Exercise aim >> Transcribe the records below exactly.

Task data >>
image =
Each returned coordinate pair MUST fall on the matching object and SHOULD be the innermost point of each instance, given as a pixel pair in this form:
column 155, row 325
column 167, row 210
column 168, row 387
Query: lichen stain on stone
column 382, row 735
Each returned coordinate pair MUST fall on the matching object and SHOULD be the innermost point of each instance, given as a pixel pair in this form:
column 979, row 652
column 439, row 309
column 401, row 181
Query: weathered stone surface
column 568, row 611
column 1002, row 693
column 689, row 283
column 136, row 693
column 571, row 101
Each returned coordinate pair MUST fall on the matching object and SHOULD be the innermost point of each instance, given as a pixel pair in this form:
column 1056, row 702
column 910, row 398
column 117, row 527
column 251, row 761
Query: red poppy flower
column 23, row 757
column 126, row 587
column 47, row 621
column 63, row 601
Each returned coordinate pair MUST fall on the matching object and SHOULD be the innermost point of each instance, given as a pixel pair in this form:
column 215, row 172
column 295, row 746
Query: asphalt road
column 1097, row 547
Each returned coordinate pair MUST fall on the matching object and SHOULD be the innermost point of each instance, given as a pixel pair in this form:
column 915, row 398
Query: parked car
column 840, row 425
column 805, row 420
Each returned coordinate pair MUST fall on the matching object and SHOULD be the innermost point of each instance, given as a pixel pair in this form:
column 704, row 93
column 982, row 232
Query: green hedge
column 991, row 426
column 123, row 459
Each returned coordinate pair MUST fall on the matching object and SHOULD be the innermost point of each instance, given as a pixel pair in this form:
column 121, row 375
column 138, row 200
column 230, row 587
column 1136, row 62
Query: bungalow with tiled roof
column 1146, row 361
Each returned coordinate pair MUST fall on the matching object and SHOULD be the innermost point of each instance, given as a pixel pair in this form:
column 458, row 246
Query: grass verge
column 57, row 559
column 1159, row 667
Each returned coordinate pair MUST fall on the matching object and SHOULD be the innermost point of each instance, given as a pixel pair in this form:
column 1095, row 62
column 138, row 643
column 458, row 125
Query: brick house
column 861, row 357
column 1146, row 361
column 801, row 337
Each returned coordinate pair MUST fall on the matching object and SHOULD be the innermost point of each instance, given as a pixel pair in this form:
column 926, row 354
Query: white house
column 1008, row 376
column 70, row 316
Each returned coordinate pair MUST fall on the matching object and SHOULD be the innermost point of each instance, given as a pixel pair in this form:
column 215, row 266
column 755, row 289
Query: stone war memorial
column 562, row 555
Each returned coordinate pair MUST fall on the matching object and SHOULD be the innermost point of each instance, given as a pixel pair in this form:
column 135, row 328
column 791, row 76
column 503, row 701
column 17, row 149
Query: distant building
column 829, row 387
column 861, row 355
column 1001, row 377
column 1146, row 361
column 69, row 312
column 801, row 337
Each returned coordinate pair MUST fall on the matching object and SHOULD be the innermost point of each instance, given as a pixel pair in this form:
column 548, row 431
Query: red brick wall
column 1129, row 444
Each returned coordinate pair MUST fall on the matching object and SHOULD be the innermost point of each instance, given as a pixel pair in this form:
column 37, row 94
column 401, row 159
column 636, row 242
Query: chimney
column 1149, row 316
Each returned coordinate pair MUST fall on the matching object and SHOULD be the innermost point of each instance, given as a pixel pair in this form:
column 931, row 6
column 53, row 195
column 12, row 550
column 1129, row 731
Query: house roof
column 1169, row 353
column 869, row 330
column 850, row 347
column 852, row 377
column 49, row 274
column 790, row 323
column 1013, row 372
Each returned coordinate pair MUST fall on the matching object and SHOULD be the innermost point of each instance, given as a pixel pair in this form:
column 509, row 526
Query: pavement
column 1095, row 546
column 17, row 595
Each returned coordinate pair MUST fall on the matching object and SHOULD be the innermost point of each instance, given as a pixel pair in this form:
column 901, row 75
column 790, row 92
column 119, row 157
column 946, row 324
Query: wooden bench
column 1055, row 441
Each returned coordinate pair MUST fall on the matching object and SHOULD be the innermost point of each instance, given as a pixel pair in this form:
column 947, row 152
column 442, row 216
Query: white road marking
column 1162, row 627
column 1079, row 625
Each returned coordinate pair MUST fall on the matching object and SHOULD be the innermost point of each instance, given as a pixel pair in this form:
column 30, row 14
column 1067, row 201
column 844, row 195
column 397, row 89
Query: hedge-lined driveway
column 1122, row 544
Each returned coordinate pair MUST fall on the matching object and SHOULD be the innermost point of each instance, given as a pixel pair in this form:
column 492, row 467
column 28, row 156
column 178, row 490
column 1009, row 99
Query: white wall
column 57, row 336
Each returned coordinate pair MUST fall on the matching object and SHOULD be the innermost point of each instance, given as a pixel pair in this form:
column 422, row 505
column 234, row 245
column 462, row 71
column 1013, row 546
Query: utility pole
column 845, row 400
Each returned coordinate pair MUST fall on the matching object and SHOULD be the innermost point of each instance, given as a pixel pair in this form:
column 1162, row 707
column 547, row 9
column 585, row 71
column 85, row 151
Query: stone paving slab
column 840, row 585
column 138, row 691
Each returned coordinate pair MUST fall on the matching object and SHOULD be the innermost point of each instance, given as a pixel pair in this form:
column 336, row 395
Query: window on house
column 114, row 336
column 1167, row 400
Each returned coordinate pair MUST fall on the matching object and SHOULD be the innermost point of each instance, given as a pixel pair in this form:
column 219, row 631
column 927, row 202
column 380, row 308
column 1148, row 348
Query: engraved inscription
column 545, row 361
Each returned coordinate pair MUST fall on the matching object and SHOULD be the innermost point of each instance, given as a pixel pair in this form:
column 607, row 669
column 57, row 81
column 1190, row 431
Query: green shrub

Your response >>
image =
Each returned coordinate pair MUST fall on the matching object and SHOULD be the innermost point of each instance, given as a pixel pair in this form:
column 155, row 325
column 167, row 210
column 168, row 387
Query: lichen stain on stone
column 382, row 735
Each returned coordinate pair MUST fall on the matching object and SHOULD be the innermost point of each instance, given as a pixel pair in this form:
column 979, row 652
column 439, row 309
column 401, row 181
Query: weathered stone surface
column 568, row 611
column 1002, row 693
column 689, row 283
column 136, row 693
column 571, row 101
Each returned coordinate pair MUST fall on the matching object and SHOULD be the innermost point of each instance, given as a pixel pair in this form:
column 1056, row 702
column 910, row 398
column 117, row 527
column 251, row 761
Query: red poppy flower
column 23, row 757
column 126, row 587
column 47, row 621
column 63, row 601
Each returned coordinate pair MUST fall on the matching object and SHOULD be the innermost point of each instance, given as a pixel pair in this form:
column 215, row 172
column 295, row 746
Query: asphalt road
column 1097, row 547
Each returned coordinate pair MUST fall on the matching object and SHOULD be the innermost point of each instance, given as a pixel pair in this form:
column 915, row 398
Query: parked car
column 840, row 425
column 805, row 420
Each returned coordinate pair MUST fall on the matching object and SHOULD be the innermost point of each instance, given as a pixel pair in this form:
column 704, row 93
column 982, row 232
Query: green hedge
column 991, row 426
column 123, row 459
Each returned coordinate pair MUST fall on the matching object and SHOULD be the innermost point of each instance, given as a pixel pair in this form:
column 121, row 375
column 138, row 200
column 230, row 587
column 1136, row 62
Query: bungalow with tiled roof
column 1146, row 361
Each returned coordinate pair MUST fall on the matching object and SHOULD be the innermost point of each instance, given as a pixel pair in this form:
column 458, row 246
Query: grass verge
column 57, row 559
column 1159, row 667
Each returned coordinate pair MUST fall on the matching object and SHOULD be the innermost point of each instance, given as a pixel pair in this form:
column 1095, row 62
column 138, row 643
column 458, row 125
Query: brick house
column 861, row 357
column 1146, row 361
column 801, row 337
Each returned coordinate pair MUST fall on the matching object and SHOULD be the innermost point of each instance, given as a pixel pair in this form:
column 926, row 354
Query: white house
column 1008, row 376
column 70, row 316
Each returned coordinate pair MUST fall on the matching object and SHOULD be the innermost point of each instance, given as a pixel pair in this form:
column 215, row 266
column 755, row 289
Query: stone war memorial
column 562, row 555
Each returned coordinate pair MUST fall on the matching object and SHOULD be the innermost point of each instance, given as a pixel pair in this form:
column 135, row 328
column 791, row 76
column 503, row 701
column 17, row 149
Query: distant building
column 829, row 387
column 861, row 355
column 1001, row 377
column 1146, row 361
column 69, row 312
column 801, row 337
Each returned coordinate pair MUST fall on the matching object and SHOULD be the innermost point of each instance, given as a pixel pair in this form:
column 548, row 431
Query: red brick wall
column 1129, row 444
Each returned coordinate pair MUST fall on the matching object and SHOULD be the innermost point of each instance, given as a pixel pair in this form:
column 37, row 94
column 401, row 159
column 636, row 242
Query: chimney
column 1149, row 316
Each returned coordinate pair MUST fall on the matching object and SHOULD be the innermost point of each instance, given as a pixel pair in this form:
column 931, row 6
column 53, row 195
column 12, row 550
column 1129, row 731
Query: house roof
column 1169, row 353
column 869, row 330
column 850, row 347
column 852, row 377
column 49, row 274
column 790, row 323
column 1013, row 372
Each returned coordinate pair MUST fall on the matching object and SHOULD be the innermost point of each instance, given as a pixel pair in this form:
column 509, row 526
Query: pavement
column 1095, row 546
column 17, row 595
Each returned coordinate pair MUST fall on the matching object and SHOULD be the innermost point of each instance, given as a pixel pair in this form:
column 901, row 75
column 790, row 92
column 119, row 157
column 946, row 324
Query: wooden bench
column 1055, row 441
Each returned coordinate pair MUST fall on the matching object and SHOULD be the innermost point of each instance, given as a pixel pair in this form:
column 947, row 152
column 442, row 216
Query: white road marking
column 1162, row 627
column 1079, row 625
Each returned coordinate pair MUST fall on the matching object and SHOULD be the innermost point of each instance, given as a pixel pair in this form:
column 30, row 14
column 1067, row 201
column 844, row 195
column 397, row 89
Query: hedge-lined driveway
column 1122, row 544
Each returned coordinate pair MUST fall on the matching object and SHOULD be the innermost point of each instance, given as a pixel pair in this form:
column 492, row 467
column 28, row 156
column 178, row 490
column 1009, row 99
Query: white wall
column 57, row 336
Each returned coordinate pair MUST fall on the matching object and SHOULD be the innermost point of each instance, given as a pixel pair in this form:
column 422, row 505
column 234, row 245
column 462, row 71
column 1013, row 546
Query: utility pole
column 845, row 400
Each returned coordinate pair MUST fall on the matching object and SHOULD be the innermost point of each instance, given as a pixel pair in this form:
column 1162, row 707
column 547, row 9
column 585, row 71
column 85, row 151
Query: stone paving slab
column 840, row 585
column 138, row 691
Each returned coordinate pair MUST fall on the matching object and SHOULD be the innermost point of each instance, given as a pixel pair in this form:
column 336, row 395
Query: window on house
column 114, row 336
column 1167, row 400
Each returned coordinate pair MUST fall on the matching object and SHOULD be the innermost point of each instance, given as a pixel pair in this form:
column 219, row 631
column 927, row 202
column 380, row 308
column 1148, row 348
Query: engraved inscription
column 545, row 361
Each returned coordinate pair MUST fall on the matching object and SHOULD be the innermost point of each instance, given as a pixel pair in this form:
column 607, row 669
column 57, row 81
column 1190, row 431
Query: green shrub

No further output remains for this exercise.